Exercise aim: Restate word for word the line containing "If you could tag every instance of the thumb" and all remaining lines of the entries below.

Extracted records:
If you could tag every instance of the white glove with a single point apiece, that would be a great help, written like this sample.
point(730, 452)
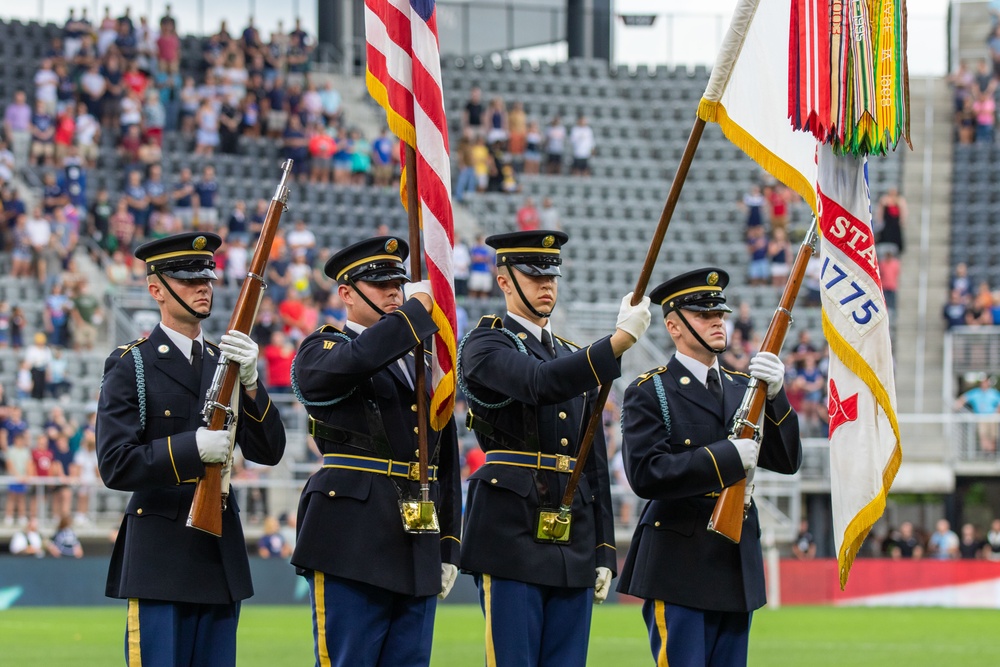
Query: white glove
point(448, 574)
point(633, 320)
point(768, 368)
point(603, 585)
point(213, 446)
point(239, 347)
point(747, 447)
point(422, 287)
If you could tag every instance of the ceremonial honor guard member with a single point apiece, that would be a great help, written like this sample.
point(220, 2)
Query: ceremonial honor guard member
point(700, 588)
point(184, 586)
point(530, 396)
point(375, 576)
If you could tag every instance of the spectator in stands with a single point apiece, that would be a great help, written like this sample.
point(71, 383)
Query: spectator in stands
point(206, 191)
point(985, 109)
point(992, 546)
point(528, 218)
point(43, 130)
point(278, 356)
point(555, 146)
point(461, 261)
point(980, 308)
point(207, 122)
point(804, 546)
point(65, 542)
point(517, 134)
point(904, 543)
point(779, 251)
point(473, 115)
point(17, 128)
point(983, 399)
point(496, 122)
point(583, 143)
point(481, 269)
point(382, 154)
point(20, 466)
point(889, 268)
point(272, 544)
point(122, 227)
point(361, 158)
point(38, 355)
point(943, 542)
point(87, 315)
point(295, 145)
point(970, 545)
point(27, 541)
point(759, 268)
point(954, 312)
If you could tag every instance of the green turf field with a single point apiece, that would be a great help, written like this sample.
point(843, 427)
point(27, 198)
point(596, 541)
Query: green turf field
point(810, 636)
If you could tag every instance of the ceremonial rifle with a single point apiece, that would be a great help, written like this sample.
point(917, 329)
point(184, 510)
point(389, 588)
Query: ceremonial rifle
point(733, 505)
point(555, 525)
point(209, 497)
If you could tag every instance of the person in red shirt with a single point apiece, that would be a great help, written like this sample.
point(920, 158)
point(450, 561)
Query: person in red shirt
point(527, 216)
point(279, 355)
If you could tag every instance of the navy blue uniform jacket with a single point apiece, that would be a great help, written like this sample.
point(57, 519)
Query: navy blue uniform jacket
point(673, 557)
point(156, 556)
point(553, 398)
point(349, 523)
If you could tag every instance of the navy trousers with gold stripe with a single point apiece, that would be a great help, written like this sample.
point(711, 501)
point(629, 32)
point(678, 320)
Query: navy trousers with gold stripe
point(360, 625)
point(180, 634)
point(684, 637)
point(535, 626)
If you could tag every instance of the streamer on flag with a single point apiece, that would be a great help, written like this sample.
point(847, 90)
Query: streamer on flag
point(847, 73)
point(755, 89)
point(404, 76)
point(865, 451)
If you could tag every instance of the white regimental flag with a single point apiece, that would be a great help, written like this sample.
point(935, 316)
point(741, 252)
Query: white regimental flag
point(865, 452)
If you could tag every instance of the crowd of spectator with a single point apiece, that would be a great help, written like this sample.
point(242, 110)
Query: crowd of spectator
point(911, 542)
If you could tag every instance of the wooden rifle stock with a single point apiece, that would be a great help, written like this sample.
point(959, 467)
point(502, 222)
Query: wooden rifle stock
point(731, 508)
point(209, 496)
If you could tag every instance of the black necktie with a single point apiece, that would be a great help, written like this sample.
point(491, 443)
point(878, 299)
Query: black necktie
point(713, 384)
point(547, 342)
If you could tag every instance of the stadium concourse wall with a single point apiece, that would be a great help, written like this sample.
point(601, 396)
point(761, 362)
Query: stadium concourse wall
point(46, 582)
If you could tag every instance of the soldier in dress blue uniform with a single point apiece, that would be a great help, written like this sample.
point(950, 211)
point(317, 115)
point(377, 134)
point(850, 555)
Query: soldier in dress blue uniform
point(530, 396)
point(374, 583)
point(183, 586)
point(699, 588)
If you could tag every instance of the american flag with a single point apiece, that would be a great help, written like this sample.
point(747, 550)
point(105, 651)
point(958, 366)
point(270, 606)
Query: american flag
point(404, 76)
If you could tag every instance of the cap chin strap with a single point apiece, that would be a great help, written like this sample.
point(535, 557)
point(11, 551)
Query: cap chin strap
point(195, 313)
point(364, 297)
point(524, 299)
point(699, 338)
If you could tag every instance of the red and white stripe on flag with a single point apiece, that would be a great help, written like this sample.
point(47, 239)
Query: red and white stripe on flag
point(865, 452)
point(404, 76)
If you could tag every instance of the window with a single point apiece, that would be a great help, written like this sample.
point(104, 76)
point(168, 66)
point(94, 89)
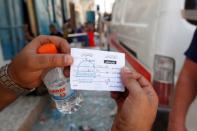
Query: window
point(190, 11)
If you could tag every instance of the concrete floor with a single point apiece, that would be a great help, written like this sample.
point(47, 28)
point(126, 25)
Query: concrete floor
point(95, 113)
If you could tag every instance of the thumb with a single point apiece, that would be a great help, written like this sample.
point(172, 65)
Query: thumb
point(131, 84)
point(42, 61)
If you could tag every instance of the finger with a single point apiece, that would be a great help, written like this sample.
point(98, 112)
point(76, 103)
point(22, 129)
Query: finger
point(44, 61)
point(60, 43)
point(131, 84)
point(147, 87)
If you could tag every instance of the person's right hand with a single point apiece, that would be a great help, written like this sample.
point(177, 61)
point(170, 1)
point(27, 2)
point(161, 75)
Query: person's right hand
point(137, 106)
point(28, 67)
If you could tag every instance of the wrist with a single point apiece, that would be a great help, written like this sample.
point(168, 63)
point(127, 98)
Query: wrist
point(10, 84)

Solution below:
If you could tag every instance of the thumb with a single point apiece, that would be a great help, written like this sample.
point(172, 65)
Query: thumb
point(131, 84)
point(42, 61)
If you could tag every instance of the finger with a single point apiece, that would be a great help, written like this sample.
point(98, 112)
point(76, 103)
point(22, 129)
Query: finger
point(44, 61)
point(60, 43)
point(131, 84)
point(147, 87)
If you could tag every instance of the person's right hand with a single point apiece, that would be a great help, written like this sample.
point(177, 61)
point(170, 1)
point(27, 2)
point(161, 75)
Query: person's right hand
point(137, 106)
point(28, 67)
If you could tag every instance of the wrist with a single point apiece, that would be a great help, written like this sample.
point(168, 63)
point(127, 98)
Query: wrist
point(10, 84)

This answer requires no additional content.